Task instructions
Reproduce verbatim the portion of the records below that runs from their first line through the line containing "x=134 y=417", including both.

Dataset entries
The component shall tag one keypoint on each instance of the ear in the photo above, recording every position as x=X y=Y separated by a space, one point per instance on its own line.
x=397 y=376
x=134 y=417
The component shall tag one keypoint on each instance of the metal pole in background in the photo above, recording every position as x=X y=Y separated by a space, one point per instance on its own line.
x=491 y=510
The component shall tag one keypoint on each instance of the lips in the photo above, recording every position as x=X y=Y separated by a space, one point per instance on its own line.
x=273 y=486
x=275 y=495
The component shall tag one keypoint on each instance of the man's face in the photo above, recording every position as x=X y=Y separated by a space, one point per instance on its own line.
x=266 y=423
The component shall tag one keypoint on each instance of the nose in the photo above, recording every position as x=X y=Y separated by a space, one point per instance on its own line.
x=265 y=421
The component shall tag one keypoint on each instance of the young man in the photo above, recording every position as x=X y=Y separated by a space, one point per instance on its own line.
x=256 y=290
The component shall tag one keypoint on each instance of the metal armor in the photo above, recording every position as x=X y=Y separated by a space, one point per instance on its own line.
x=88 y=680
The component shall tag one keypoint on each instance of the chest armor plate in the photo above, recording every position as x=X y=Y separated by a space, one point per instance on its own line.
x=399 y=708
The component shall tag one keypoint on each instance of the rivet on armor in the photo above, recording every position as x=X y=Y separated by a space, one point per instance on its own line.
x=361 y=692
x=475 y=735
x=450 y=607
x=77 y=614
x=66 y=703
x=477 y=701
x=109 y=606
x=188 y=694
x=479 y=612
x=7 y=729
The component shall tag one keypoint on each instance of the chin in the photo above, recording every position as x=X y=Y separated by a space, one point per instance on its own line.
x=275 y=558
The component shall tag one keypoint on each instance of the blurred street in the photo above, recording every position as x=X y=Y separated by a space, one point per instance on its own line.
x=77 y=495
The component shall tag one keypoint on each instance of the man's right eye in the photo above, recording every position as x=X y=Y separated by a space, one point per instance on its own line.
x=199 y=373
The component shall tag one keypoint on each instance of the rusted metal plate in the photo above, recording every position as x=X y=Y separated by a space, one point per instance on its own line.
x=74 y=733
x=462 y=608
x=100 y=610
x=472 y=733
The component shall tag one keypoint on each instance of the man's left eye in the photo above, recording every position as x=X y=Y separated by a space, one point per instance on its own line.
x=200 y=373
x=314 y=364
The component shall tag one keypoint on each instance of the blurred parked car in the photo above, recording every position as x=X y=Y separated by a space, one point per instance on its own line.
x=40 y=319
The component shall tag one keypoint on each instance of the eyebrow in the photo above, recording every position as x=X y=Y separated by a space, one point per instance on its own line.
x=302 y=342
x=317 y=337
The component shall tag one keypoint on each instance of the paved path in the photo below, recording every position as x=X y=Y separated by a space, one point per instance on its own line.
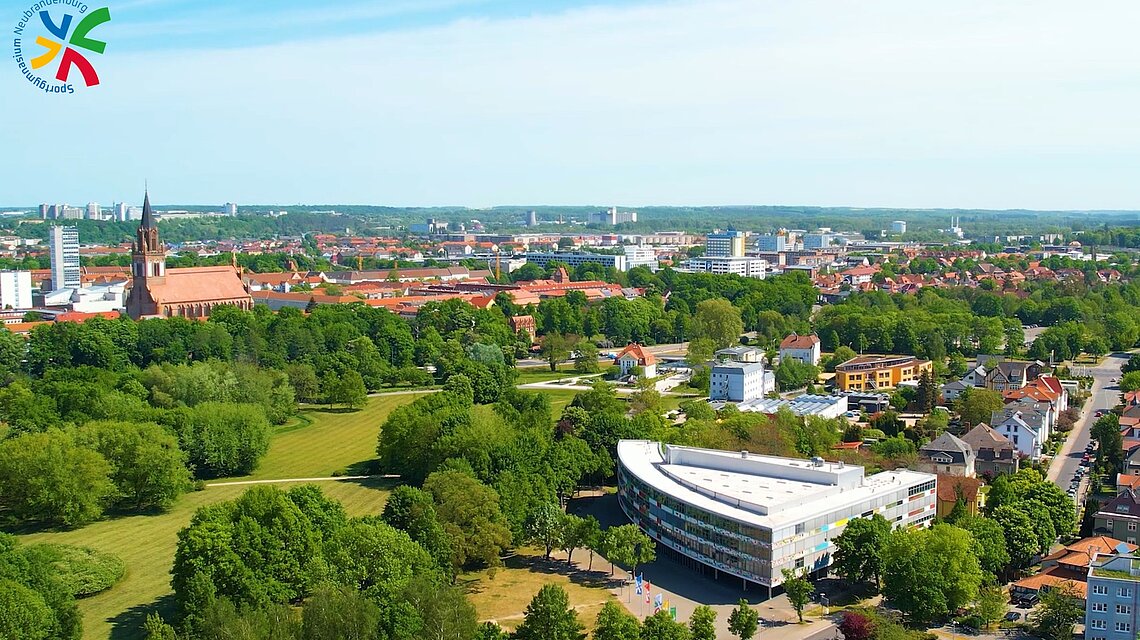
x=1104 y=395
x=326 y=479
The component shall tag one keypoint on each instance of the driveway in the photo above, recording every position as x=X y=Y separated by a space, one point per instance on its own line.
x=1105 y=396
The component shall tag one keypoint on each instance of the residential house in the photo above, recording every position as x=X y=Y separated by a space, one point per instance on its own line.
x=1113 y=600
x=740 y=382
x=946 y=455
x=993 y=452
x=952 y=489
x=1026 y=440
x=1120 y=517
x=634 y=355
x=803 y=348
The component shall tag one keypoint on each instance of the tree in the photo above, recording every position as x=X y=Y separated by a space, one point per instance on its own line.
x=929 y=573
x=615 y=623
x=627 y=547
x=23 y=613
x=799 y=590
x=718 y=321
x=702 y=623
x=48 y=478
x=545 y=525
x=555 y=349
x=990 y=542
x=743 y=621
x=977 y=405
x=340 y=614
x=548 y=616
x=858 y=550
x=1022 y=541
x=1059 y=612
x=147 y=467
x=855 y=625
x=471 y=516
x=661 y=626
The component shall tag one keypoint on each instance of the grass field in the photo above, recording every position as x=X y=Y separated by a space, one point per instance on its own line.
x=505 y=597
x=314 y=446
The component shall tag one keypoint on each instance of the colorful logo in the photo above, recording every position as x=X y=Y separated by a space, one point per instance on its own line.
x=63 y=48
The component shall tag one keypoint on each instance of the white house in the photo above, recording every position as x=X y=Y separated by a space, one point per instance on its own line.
x=740 y=382
x=635 y=355
x=803 y=348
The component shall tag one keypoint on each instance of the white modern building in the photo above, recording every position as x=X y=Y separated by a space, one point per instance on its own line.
x=15 y=290
x=772 y=243
x=64 y=244
x=576 y=258
x=740 y=381
x=641 y=257
x=747 y=267
x=725 y=244
x=751 y=516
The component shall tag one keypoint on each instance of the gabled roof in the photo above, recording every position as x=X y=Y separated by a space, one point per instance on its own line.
x=799 y=341
x=983 y=437
x=947 y=442
x=637 y=351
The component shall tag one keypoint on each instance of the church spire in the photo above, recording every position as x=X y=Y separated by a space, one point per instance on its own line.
x=147 y=213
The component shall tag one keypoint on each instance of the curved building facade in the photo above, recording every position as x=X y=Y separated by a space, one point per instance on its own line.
x=751 y=516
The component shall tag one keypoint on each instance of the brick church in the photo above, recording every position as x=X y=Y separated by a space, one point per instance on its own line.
x=189 y=292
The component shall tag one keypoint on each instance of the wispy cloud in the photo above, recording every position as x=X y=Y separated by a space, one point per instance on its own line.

The output
The component shall tag one keypoint on each instance of the ear in the photo above, recording every position as x=X y=Y separated by a space, one point per instance on its own line.
x=397 y=376
x=134 y=417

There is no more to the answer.